→ Excerpt:
[Start]
The Idyllic Mid-century Main Street 

Up to the early 1970s, Berkeley had a workable, safe, and presentable small town downtown that included a modest department store (Hinks), a traditional five and dime establishment (Kresge’s), a quality market that even provided home grocery delivery (Blue and Gold), a presentable hotel with hotel restaurant (the Shattuck Hotel), several nice shops that catered to the city’s middle class (such as Morrison’s Jewelry), a few reasonably-priced American-type restaurants suitable for young family outings (Edy’s), and ample parking. Few persons actually lived in the heart of downtown (except for some elderly residents who were grandfathered into the Shattuck Hotel), but it was surrounded by modest and affordable working class homes whose owners and residents seemed to have few gripes about downtown commerce and activity.  

Berkeley High students had their own domain, in which they were reasonably contained, and UC denizens, expanding southward onto Telegraph Avenue and environs, had not significantly encroached across the eastern Oxford Street border into the downtown core. Apart from periodic political eruptions, this mid-century main street was serviceable and somewhat idyllic.  

 

Transformation and Decay 

Fast forward to the 1990s. By the ‘90s, the all too familiar forces of urban social change and dysfunctional politics, helped by BART construction disruptions, had transformed Berkeley’s downtown core into a scuzzy and dangerous low-rent district that no longer contributed to the city’s economic and social coffers and no longer held much appeal for the city’s middle classes. Put succinctly, there were too many homeless persons and social service establishments. Berkeley High students had become extremely rambunctious. There was no place to buy nice sheets and towels, in fact there was not much of anything to buy, nor to admire, in non-existent shop windows. There were too many copy shops. There were a lot of low-end food establishments but no comfortable place to sit down and dine. Parking became increasingly nightmarish, and the city’s parking control officers feverishly active. During the day, downtown Shattuck Avenue often seemed like an extension of Telegraph Avenue on a bad day. Nighttime was out of the question except for an occasional movie or Berkeley Rep performance, after which one could scurry to one’s car in fear. 

Something needed to be done. 

The Downtown Plan 

A city plan is a general statement of community priorities developed to guide public decision-making and steer day-to-day decisions in the desired directions. Since such plans are by nature general, unless there is clearly articulated vision and regular oversight, such plans are merely malleable documents that are not likely cumulatively honored.
[End]
→ Listed entries:
[Start]
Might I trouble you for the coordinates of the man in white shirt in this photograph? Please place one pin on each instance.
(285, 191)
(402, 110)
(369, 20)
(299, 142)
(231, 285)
[End]
→ Objectives:
1/ Repeat the part of the Berkeley downtown excerpt starting with "The Idyllic Mid-century" and going on through "commerce and activity.".
2/ According to the Berkeley downtown excerpt, which business was the traditional five and dime?
The items come from a different source than the Berkeley downtown excerpt.

→ Answers for this exercise:
1/
The Idyllic Mid-century Main Street 

Up to the early 1970s, Berkeley had a workable, safe, and presentable small town downtown that included a modest department store (Hinks), a traditional five and dime establishment (Kresge’s), a quality market that even provided home grocery delivery (Blue and Gold), a presentable hotel with hotel restaurant (the Shattuck Hotel), several nice shops that catered to the city’s middle class (such as Morrison’s Jewelry), a few reasonably-priced American-type restaurants suitable for young family outings (Edy’s), and ample parking. Few persons actually lived in the heart of downtown (except for some elderly residents who were grandfathered into the Shattuck Hotel), but it was surrounded by modest and affordable working class homes whose owners and residents seemed to have few gripes about downtown commerce and activity.

2/ Kresge’s